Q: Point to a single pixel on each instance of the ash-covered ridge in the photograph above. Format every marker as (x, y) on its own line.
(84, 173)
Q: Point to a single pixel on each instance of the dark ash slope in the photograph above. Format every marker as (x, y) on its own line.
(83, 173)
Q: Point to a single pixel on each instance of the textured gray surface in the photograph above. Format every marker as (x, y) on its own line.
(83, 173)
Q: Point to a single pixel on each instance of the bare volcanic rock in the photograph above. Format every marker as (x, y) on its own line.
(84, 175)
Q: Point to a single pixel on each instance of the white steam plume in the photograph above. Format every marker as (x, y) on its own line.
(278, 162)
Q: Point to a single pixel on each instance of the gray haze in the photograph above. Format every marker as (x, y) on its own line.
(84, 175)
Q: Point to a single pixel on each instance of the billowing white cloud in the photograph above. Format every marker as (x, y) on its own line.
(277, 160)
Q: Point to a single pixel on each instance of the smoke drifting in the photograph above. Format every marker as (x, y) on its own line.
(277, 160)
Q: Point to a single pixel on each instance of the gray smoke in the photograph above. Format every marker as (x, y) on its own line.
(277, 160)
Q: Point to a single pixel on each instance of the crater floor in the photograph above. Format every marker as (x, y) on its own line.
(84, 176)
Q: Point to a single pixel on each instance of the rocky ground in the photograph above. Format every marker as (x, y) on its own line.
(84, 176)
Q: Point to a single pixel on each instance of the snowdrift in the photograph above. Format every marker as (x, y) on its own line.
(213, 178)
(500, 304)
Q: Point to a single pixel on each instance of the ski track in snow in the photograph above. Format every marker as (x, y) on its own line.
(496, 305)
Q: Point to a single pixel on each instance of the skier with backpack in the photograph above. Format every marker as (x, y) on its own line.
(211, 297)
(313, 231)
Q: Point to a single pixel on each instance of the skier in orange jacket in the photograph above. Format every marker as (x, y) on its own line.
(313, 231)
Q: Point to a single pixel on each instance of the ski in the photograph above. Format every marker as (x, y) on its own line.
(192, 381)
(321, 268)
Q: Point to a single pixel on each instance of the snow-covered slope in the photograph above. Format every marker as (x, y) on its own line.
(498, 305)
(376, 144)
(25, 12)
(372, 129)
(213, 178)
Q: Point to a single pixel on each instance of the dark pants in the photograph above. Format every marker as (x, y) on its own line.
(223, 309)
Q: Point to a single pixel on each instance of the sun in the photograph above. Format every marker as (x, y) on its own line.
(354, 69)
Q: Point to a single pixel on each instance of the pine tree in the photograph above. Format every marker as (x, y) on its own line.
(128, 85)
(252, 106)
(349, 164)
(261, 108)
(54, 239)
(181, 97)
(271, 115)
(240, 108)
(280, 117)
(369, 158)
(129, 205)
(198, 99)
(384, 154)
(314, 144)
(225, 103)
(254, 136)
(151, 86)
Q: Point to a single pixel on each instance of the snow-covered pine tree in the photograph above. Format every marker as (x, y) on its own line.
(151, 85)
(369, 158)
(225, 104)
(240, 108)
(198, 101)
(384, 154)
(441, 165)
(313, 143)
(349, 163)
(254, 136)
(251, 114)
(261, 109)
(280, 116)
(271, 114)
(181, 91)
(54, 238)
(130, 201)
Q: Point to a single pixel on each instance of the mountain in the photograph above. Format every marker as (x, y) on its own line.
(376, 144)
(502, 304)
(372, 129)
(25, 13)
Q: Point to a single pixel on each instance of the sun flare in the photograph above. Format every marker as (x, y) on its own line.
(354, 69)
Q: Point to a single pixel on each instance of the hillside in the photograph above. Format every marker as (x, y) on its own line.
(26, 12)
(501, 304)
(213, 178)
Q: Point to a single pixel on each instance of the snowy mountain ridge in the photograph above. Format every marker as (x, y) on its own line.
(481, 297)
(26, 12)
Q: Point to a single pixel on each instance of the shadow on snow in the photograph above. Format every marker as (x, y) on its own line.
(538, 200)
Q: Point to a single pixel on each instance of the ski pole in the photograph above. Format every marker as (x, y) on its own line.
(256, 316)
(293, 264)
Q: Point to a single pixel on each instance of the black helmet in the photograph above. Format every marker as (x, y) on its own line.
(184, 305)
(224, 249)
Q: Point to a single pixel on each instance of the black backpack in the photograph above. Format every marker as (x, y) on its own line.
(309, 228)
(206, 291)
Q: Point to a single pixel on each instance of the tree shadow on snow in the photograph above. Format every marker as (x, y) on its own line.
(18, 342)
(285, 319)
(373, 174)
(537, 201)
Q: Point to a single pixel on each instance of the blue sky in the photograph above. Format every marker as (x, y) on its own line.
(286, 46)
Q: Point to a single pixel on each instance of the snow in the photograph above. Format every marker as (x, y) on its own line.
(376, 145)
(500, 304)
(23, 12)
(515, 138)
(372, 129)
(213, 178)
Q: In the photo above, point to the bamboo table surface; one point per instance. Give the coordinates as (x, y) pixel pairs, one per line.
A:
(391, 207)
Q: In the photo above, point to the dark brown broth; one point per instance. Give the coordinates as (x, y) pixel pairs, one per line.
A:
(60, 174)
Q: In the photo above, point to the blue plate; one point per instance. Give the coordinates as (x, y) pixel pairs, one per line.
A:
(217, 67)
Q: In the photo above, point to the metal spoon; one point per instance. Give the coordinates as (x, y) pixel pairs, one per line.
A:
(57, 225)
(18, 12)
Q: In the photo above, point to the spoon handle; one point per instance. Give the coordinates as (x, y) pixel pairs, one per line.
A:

□ □ □

DIRECTIONS:
After finding the line that contains "Q: In the photo above, point to the spoon" in the records above, copy that line and each one after it exactly, through the final line.

TASK SOLUTION:
Q: In the photo above, point to the spoon handle; one point per instance. Give the coordinates as (x, y) pixel pairs, one per line.
A:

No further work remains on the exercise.